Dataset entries
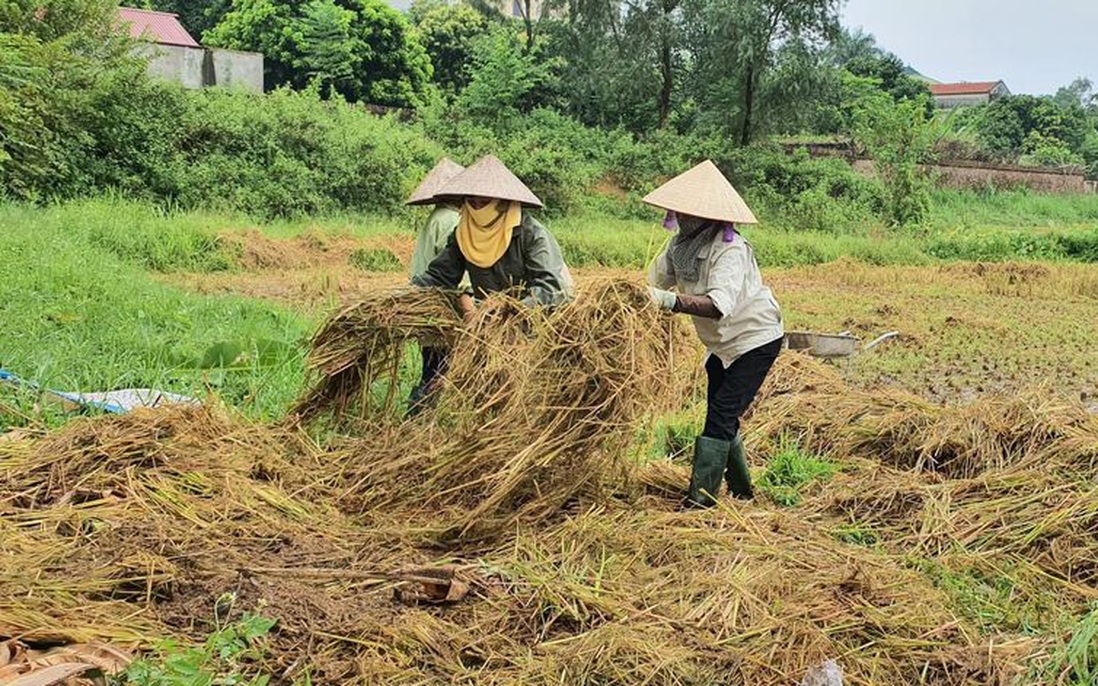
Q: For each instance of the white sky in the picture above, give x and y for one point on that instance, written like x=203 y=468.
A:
x=1034 y=46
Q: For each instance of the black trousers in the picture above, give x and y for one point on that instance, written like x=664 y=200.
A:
x=732 y=390
x=434 y=366
x=434 y=363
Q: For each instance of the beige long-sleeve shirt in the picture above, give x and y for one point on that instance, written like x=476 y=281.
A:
x=729 y=276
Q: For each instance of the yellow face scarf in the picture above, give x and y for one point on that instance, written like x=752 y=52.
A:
x=483 y=235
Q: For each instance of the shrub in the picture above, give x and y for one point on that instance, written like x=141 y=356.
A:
x=374 y=259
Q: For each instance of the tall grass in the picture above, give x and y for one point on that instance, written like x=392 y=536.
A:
x=80 y=313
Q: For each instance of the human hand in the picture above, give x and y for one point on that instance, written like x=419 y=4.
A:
x=664 y=300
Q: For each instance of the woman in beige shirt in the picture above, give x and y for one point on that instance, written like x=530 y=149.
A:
x=717 y=282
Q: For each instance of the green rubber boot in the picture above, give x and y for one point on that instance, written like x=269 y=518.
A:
x=738 y=474
x=710 y=458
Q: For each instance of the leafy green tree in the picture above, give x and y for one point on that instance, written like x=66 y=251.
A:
x=262 y=26
x=624 y=63
x=1078 y=92
x=327 y=51
x=892 y=72
x=362 y=49
x=448 y=33
x=506 y=80
x=1006 y=124
x=735 y=44
x=899 y=137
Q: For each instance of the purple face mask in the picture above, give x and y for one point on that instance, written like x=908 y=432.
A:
x=671 y=221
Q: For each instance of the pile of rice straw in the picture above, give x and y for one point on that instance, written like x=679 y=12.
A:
x=560 y=557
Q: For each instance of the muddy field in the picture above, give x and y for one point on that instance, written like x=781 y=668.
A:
x=926 y=512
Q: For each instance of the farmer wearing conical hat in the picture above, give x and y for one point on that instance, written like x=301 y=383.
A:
x=496 y=243
x=714 y=272
x=430 y=240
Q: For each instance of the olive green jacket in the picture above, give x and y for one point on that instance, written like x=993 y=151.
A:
x=433 y=237
x=533 y=263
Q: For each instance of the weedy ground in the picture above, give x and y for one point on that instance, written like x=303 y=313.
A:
x=110 y=294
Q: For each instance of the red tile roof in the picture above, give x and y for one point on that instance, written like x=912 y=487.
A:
x=156 y=26
x=976 y=88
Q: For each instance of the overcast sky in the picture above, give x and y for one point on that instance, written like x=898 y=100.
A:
x=1034 y=46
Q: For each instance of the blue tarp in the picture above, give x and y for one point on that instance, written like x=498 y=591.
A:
x=115 y=402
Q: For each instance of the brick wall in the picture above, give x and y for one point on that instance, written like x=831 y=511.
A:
x=979 y=176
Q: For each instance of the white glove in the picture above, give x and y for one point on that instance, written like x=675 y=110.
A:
x=664 y=300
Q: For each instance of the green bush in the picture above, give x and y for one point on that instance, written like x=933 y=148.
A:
x=374 y=259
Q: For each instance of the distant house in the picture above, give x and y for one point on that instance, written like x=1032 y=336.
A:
x=176 y=56
x=949 y=96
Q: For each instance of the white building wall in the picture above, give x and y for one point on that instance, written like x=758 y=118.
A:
x=198 y=67
x=948 y=102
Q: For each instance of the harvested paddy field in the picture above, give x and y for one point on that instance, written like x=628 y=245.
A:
x=966 y=329
x=526 y=529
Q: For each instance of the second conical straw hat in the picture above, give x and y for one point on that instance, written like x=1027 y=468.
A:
x=704 y=192
x=490 y=178
x=427 y=191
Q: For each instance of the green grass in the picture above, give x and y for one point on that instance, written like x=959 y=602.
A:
x=376 y=259
x=82 y=315
x=791 y=471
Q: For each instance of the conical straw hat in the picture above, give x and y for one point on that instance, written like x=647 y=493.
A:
x=490 y=178
x=427 y=191
x=704 y=192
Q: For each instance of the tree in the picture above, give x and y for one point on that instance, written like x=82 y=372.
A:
x=1006 y=124
x=327 y=52
x=736 y=42
x=899 y=137
x=448 y=33
x=1078 y=92
x=362 y=49
x=892 y=74
x=623 y=60
x=506 y=80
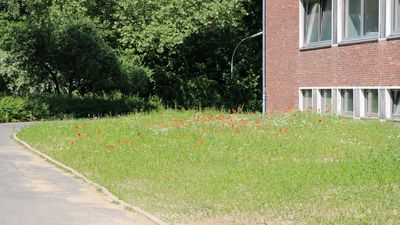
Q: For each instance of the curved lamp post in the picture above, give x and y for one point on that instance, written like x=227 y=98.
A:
x=237 y=46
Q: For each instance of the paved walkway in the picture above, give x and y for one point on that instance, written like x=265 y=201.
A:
x=33 y=192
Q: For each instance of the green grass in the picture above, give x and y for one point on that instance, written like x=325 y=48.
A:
x=185 y=166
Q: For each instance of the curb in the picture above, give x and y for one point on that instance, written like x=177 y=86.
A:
x=97 y=186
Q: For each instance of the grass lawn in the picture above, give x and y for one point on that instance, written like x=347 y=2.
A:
x=216 y=168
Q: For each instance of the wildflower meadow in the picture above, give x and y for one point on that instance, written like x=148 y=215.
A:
x=213 y=167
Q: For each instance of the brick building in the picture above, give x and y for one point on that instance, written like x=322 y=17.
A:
x=334 y=56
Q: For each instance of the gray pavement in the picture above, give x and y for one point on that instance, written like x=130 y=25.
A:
x=35 y=192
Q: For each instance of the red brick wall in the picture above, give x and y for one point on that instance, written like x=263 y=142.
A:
x=288 y=68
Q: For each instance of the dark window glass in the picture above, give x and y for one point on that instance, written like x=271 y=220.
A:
x=362 y=18
x=396 y=102
x=347 y=101
x=318 y=21
x=307 y=99
x=372 y=102
x=326 y=102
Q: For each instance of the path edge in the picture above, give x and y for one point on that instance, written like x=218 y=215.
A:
x=104 y=190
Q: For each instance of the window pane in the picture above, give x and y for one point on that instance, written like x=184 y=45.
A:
x=326 y=29
x=371 y=16
x=396 y=102
x=348 y=101
x=312 y=19
x=372 y=101
x=353 y=18
x=326 y=101
x=397 y=15
x=307 y=99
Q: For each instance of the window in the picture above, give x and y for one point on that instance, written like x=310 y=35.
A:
x=371 y=102
x=396 y=16
x=395 y=94
x=318 y=21
x=326 y=100
x=347 y=102
x=361 y=18
x=307 y=99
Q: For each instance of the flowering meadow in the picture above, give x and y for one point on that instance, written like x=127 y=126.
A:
x=212 y=167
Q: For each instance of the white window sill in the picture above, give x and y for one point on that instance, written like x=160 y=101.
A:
x=359 y=40
x=393 y=36
x=317 y=45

Goal of the exercise: The entries above should be written out in full, and any picture in them left out.

Response area:
Q: For each instance of the white sky in the picture above, give x and y for one point on that instance, written like x=203 y=468.
A:
x=1034 y=46
Q: For each instance of the black trousers in the picture above, give x and y for one point on that instance, written like x=664 y=200.
A:
x=732 y=390
x=434 y=366
x=434 y=363
Q: For each instance of the beige long-sleeve shirt in the picture above, give x and y for one point on that instance, written like x=476 y=281.
A:
x=729 y=276
Q: For each instance of the yellow face scarf in the picture above, give x and y for one point on that instance, written like x=752 y=52.
A:
x=483 y=235
Q: For each instance of the shrub in the picture above, give x and y for one point on that instance, written like x=141 y=356.
A:
x=374 y=259
Q: For each instance of the tall grass in the picture above, give x and y for one point on that instance, written like x=392 y=536.
A:
x=80 y=313
Q: For each instance of the human hand in the picture above, give x and y for one point on that instance, written like x=419 y=4.
A:
x=664 y=300
Q: For each instance of the woman in beige shirt in the picture above, give x and y for one point on that instance, written like x=530 y=149.
A:
x=717 y=282
Q: For each instance of the green rubber boot in the picture above, give x and y for one point on that instance, written like x=269 y=518.
A:
x=738 y=474
x=710 y=458
Q: For each instance of the leafy green tree in the picture above, give x and y for one point on that instance, written like x=66 y=251.
A:
x=262 y=26
x=624 y=63
x=1078 y=92
x=327 y=51
x=892 y=72
x=362 y=49
x=448 y=33
x=506 y=80
x=1006 y=124
x=735 y=44
x=899 y=137
Q: For each instance of the purple face mask in the picture above, give x and y for one point on that instance, written like x=908 y=432.
A:
x=671 y=221
Q: For each instance of the pile of rice straw in the picture above, give x and y for one point on that instance, written like x=679 y=12.
A:
x=560 y=557
Q: For each instance of the muddy field in the picture above, give x and y for one point on that instance, written like x=781 y=668.
A:
x=926 y=512
Q: For each instance of the farmer wearing conical hat in the picture above, give x and y for one point on that instance, written like x=301 y=383.
A:
x=496 y=243
x=714 y=272
x=430 y=240
Q: For each instance of the olive green jacket in the picture above, give x and y for one point on that instance, written like x=993 y=151.
A:
x=433 y=237
x=533 y=263
Q: For each instance of the weedy ground in the picture above, give x and y for one point on that instance, written like x=303 y=313.
A:
x=110 y=294
Q: For each instance of the red tile roof in the picture above, give x and y for one point on that instance, written like x=912 y=487.
A:
x=156 y=26
x=976 y=88
Q: For each instance of the overcast sky in the picture above, give x and y for one point on that instance, written like x=898 y=100.
A:
x=1034 y=46
Q: For each instance of the blue tarp in the picture above, give x and y for one point on that instance, written like x=498 y=591.
A:
x=115 y=402
Q: For each instance of the brick wall in the picture above, give x and y for one point on that instance, written like x=831 y=511.
A:
x=979 y=176
Q: For each instance of the white glove in the picture above, give x and y for one point on that instance, written like x=675 y=110.
A:
x=664 y=300
Q: For each instance of the green bush in the picture above, give x and y for one point on that instance, written like x=933 y=148.
A:
x=374 y=259
Q: For each instance of the distant house in the picture above, give x and y for one point on that instance, written like x=1032 y=336.
A:
x=176 y=56
x=949 y=96
Q: For each instance of the white building wall in the picture above, give x and y for one point on that instance, written like x=758 y=118.
A:
x=198 y=67
x=948 y=102
Q: For each instance of the harvested paddy field in the picture above, give x and y for one point on that instance, written like x=628 y=245.
A:
x=966 y=329
x=526 y=529
Q: For each instance of the second conical straw hat in the picture above, give x and y for one point on that instance, written like x=1027 y=468.
A:
x=704 y=192
x=490 y=178
x=427 y=191
Q: For each instance of the green grass in the picture above, give x and y for one point on that instance, written like x=959 y=602.
A:
x=376 y=259
x=82 y=315
x=791 y=471
Q: For each instance of the conical straw hat in the picture above, give x and y for one point on that instance, written like x=647 y=493.
A:
x=490 y=178
x=427 y=191
x=704 y=192
Q: For each instance of the tree in the picture above, give x and y for one point on that instance, written like x=82 y=372.
A:
x=1006 y=124
x=327 y=52
x=736 y=42
x=899 y=137
x=448 y=33
x=1078 y=92
x=362 y=49
x=892 y=74
x=623 y=60
x=506 y=80
Q: For each instance of the curved lamp post in the picture above, give x and y for one point on that instance, written like x=227 y=98.
A:
x=237 y=46
Q: For each instance of the paved walkway in the picture above, give x and y for one point on that instance, written like x=265 y=201.
A:
x=33 y=192
Q: For each instance of the green grass in the picture above, give x and y for one point on that instance, written like x=325 y=48.
A:
x=185 y=166
Q: For each instance of the curb in the picture above, give x and y for one point on that instance, written like x=177 y=86.
A:
x=97 y=186
Q: For each instance of the grass lawn in the picture above, give x and y for one point on that instance, written like x=347 y=2.
A:
x=216 y=168
Q: For each instance of the wildflower meadow in the picture above, give x and y for one point on that instance, written like x=148 y=215.
A:
x=213 y=167
Q: For each instance of the brick building in the picture above, give x and y for one point on that instance, written like x=322 y=17.
A:
x=334 y=56
Q: For each instance of the gray pavement in the picture above, give x and y for one point on that instance, written like x=130 y=25.
A:
x=35 y=192
Q: For each instance of the red brick wall in the picture above, give x and y for one point on that instance, written like x=263 y=142.
A:
x=288 y=68
Q: For each instance of the dark window glass in the picture above, give x and y for one point on that instance, written like x=271 y=220.
A:
x=362 y=18
x=396 y=102
x=347 y=101
x=318 y=21
x=307 y=99
x=372 y=102
x=326 y=102
Q: For each instance of the path edge in the picture above, give x and y for one point on that instance, written like x=218 y=215.
A:
x=104 y=190
Q: For each instance of the window pane in the picture above, give x and y for one point on that instance, written like x=184 y=45.
A:
x=326 y=29
x=371 y=16
x=396 y=102
x=348 y=101
x=312 y=19
x=372 y=101
x=353 y=18
x=326 y=101
x=397 y=15
x=307 y=99
Q: For each instance of the window in the picture above, give x and y for one point on that instance, written like x=310 y=35.
A:
x=371 y=102
x=396 y=16
x=395 y=94
x=318 y=21
x=326 y=100
x=347 y=102
x=361 y=18
x=307 y=99
Q: For each instance of the flowering meadow in the picture above, give x and y for one point on that instance, written like x=127 y=126.
A:
x=212 y=167
Q: For each instance of the white window sill in the picture above, give x and y for one point on that instance, written like x=160 y=101.
A:
x=359 y=40
x=393 y=36
x=317 y=45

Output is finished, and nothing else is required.